§ Text extract:
┏━━

Just as I start a new postcard, H calls and asks if I want to go into the National Portrait Gallery with him. Inside we are again like two children in a playground. We spend 5-10 minutes in front of every painting, picking apart every detail, completely enamored with the great lost art of renaissance painting, laughing at how terrible our own work compares today. H goes to Hauser & Wirth to hear Harmony Korine give a short lecture, but it’s a private event and he can’t get a +1 so we agree to meet up after for dinner. On my way home I actually have a chance to sit on the tube for the first time in 10 years and I’m shocked at how soft, cushy and comfortable the seats are.

I arrive at Carrousel just after 7. I don’t know why I expected a huge party of people, it’s just H, G and the gallery assistant from Sadie Coles whose name I’ve forgotten unfortunately, an extremely nice fellow that I get along with very quickly. Carrousel has a normal restaurant in the front and a tasting room in the back with a rotating chef. We’re the first party to arrive for tonight’s tasting menu, which will be Japanese/Mexican fusion. Everything is good, even the grasshoppers, but nothing is great, except the mole, which we all agree is worse than bad. G says it tastes like a urinal cake and she’s not wrong. At the end of the dinner we all agree that it was very mediocre for a £500 dinner but Sadie is paying so who can complain?

More night sweats. In a half-awaken state I decide to take the day off from exploring and allow myself to sleep in until 11. I keep having a reoccurring dream about riding a roller coaster with no seat belt. The first time was weeks ago, and it was genuinely horrifying, but last night, I was oddly fine with it, like I knew if I held on tight enough I’d be ok.

I survive, but I left my jacket so I have to ride again. This time I take off another article of clothing and forget both of them. At my new breakfast place, there’s the sketchy old man from yesterday and a younger middle eastern guy. I order the same thing as yesterday, scrambled eggs on toast with cheese. “You want a baguette?” No I want scrambled eggs on toast with cheese. “You want bacon?” I lose my temper a little and enunciate slowly and loudly. Scrambled. Eggs. Toast. Cheese. The sketchy guy from yesterday can sense my patience thinning so he jumps in and excuses the new guy so he can re-take my order. “do you want a baguette with that?” No. “Do you want bacon on it?” No.

While all this is happening, I’ve been messaging this guy in Brazil, D. I guess you could say he’s my biggest fan. A 22-year-old, obsessed with my music, not the sharpest tool in the shed, he messages me non-stop asking to collaborate with me and listen to his music. He’s alright in the sense that he just mirrors what I’m doing back to me, but both my record label head and I know he’s been prone to tell some pretty far fetched stories.

We’re having a normal conversation when he tells me he messaged one of the most influential producers in our genre and claims he listened to D’s beat and told him he liked it. I ask him for a screenshot to prove it. He claims he deleted the message exchange. I tell him I don’t believe him. He keeps trying to talk around it but I keep pressing him to send screenshots, which he eventually does, and the message exchange is literally just D saying “hi, I love your music” and the influential producer ignoring him. At this point D claims there was a mix up in his translation of what he was trying to say. I call bullshit. He keeps trying to talk around it but I’m not letting him off the hook. I bring up other things in the past I’m sure he’s lying about. He realizes he’s been caught so he admits that he was lying about speaking to the producer and admits he lied about there being trouble with the translation. He can tell I’m pissed so he starts begging for my forgiveness and asking me not to cut him off. I ask him to admit to lying about the other stuff but he insists he was telling the truth. I still don’t believe him. I tell my label owner we need to cut this guy out of our circle and he agrees.

┗━━

§ Information provided:
┏━━

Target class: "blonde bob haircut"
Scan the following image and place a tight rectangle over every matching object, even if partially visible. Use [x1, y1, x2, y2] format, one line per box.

┗━━
┏━━

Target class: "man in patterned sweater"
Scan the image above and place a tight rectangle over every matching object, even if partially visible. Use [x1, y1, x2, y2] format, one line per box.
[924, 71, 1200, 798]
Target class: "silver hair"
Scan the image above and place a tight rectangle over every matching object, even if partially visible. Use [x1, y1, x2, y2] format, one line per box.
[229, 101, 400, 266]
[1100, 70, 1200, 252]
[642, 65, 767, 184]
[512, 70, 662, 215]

┗━━

§ Requirements:
(a) What cuisine was the tasting menu at Carrousel, according to the diary entry?
(b) Echo the diary entry word for word from "Just as I start" to "the seats are.".

§ Per-task outputs:
(a) Japanese/Mexican fusion.

(b)
Just as I start a new postcard, H calls and asks if I want to go into the National Portrait Gallery with him. Inside we are again like two children in a playground. We spend 5-10 minutes in front of every painting, picking apart every detail, completely enamored with the great lost art of renaissance painting, laughing at how terrible our own work compares today. H goes to Hauser & Wirth to hear Harmony Korine give a short lecture, but it’s a private event and he can’t get a +1 so we agree to meet up after for dinner. On my way home I actually have a chance to sit on the tube for the first time in 10 years and I’m shocked at how soft, cushy and comfortable the seats are.